Document text ▸
## START

Julius Mason: Good afternoon, ladies and gentlemen. We have with us Hal Sutton, captain of the 35th Ryder Cup Team.
Welcome to Rochester. Some opening comments and we'll go to Q&A.
Hal Sutton: It's awful humid outside. I had to go in 45 minutes ago so I could get somewhat dry. Man, it's no more humid in Louisiana than it is here right now.
The golf course is in great shape. There's a lot of rough out there. It's playing more like 8,000 yards than it is 7,000. That's as general as I can be, Julius.
Q: How happy are you about Bernhard Langer being named as your counterpart for the Ryder Cup?
Hal Sutton: I was extremely pleased to see Bernhard chosen as a captain. He's a great competitor. He's a gentleman. The "gentle" part of gentleman is correct for him. He's really a nice person, and I think it's going to be a lot of fun working with him over the next year.
He's beaten me a couple of times in those singles matches, so maybe I can get back at him a little bit.
Q: Besides being in good form, what must a player possess in your mind to succeed as a member of a Hal Sutton-led Ryder Cup team?
Hal Sutton: Well, I think this time next year, you're going to be looking at the Top-10 players and seeing how we can complement those ten players, and see what we are missing that we don't have and what we might be able to obtain with the 11th and 12th pick.
One of the things that I've continually said that I wanted to drive home is, is that it is the players' honor for them to play on the team, rather than the country's honor to have the player on the team. And I think if we can carry that into the matches, that we are going to be a lot better prepared to come out of there victorious.
Q: Bernhard said some very nice things about you this morning. How important is it that the relationship between the two captains sets the tone for the match?
Hal Sutton: I think it's really important. Bernhard and I have been friends for a long time. You know, we are both on the Hogan staff and we have done commercials together, we have done testing together. We're from the same era, we're close to the same age, so we've been around each other and played a lot of competitive golf against each other for a long time.

## END

Tasks to complete ▸
[1] Answer these questions from the Hal Sutton press conference transcript:
(a) Which Ryder Cup team is Hal Sutton captain of?
(b) How many yards does Sutton say the golf course is playing like?
(c) Whose staff are Sutton and Bernhard Langer both on?
[2] Please return, word for word, the part of the Hal Sutton press conference transcript that opens with the words containing "Julius Mason: Good" and closes with "we'll go to Q&A.".
[3] Carry the Hal Sutton press conference transcript forward from its final line.
The records are separate material and have no connection to the press conference transcript.

Data excerpts ▸
## START

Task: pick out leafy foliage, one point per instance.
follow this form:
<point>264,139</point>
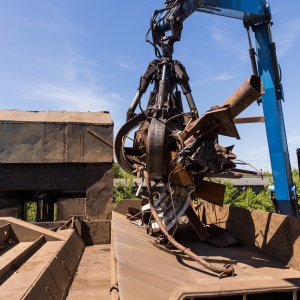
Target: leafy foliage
<point>119,173</point>
<point>31,211</point>
<point>124,190</point>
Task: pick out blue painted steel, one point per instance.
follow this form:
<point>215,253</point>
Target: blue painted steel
<point>274,122</point>
<point>255,11</point>
<point>240,9</point>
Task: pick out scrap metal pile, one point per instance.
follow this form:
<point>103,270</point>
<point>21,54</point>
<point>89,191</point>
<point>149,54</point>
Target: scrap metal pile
<point>182,153</point>
<point>176,149</point>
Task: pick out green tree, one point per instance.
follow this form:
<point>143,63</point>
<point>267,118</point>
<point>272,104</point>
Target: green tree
<point>124,190</point>
<point>231,193</point>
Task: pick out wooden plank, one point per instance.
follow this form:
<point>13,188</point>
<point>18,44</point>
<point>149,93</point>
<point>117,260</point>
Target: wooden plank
<point>5,231</point>
<point>16,286</point>
<point>10,258</point>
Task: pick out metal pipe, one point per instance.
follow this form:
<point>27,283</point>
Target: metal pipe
<point>227,270</point>
<point>251,90</point>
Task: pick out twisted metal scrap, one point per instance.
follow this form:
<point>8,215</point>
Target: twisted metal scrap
<point>228,270</point>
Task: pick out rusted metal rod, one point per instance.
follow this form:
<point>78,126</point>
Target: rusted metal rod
<point>251,90</point>
<point>227,270</point>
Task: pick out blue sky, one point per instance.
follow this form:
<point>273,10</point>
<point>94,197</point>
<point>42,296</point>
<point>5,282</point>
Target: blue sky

## END

Expected results ▸
[1]
(a) The 35th Ryder Cup Team.
(b) More like 8,000 yards than 7,000.
(c) The Hogan staff.

[2]
Julius Mason: Good afternoon, ladies and gentlemen. We have with us Hal Sutton, captain of the 35th Ryder Cup Team.
Welcome to Rochester. Some opening comments and we'll go to Q&A.

[3]
And we do, we get along really well, and I'm looking forward to spending next year with him, and I think it will set a nice tone for the matches, the fact that he and I are friends.
Q: As a follow-up to that, The Belfry matches brought it back to what it should be about following Brookline. Now we are back in America, the spotlight is going to be on American fans and the way -- however you might want to say it -- the American team conducts itself. How aware are you of that and your teams' and your spectators' responsibilities?
Hal Sutton: I'm aware of that. I think it's a responsibility that we all have to bear at all times, not just the American players, but the European players. We were aware of it when we were at The Belfry this year, and they will be aware of it over here as well, as I will remind our players to always be aware of that.
But I also want to add that it is a spirited competition. Everybody wants to win and it was evident this last year at The Belfry, because the European players were excited about winning. They were tackling one another and things like that. And I don't think there's a whole lot wrong with that because everybody wants to win so bad.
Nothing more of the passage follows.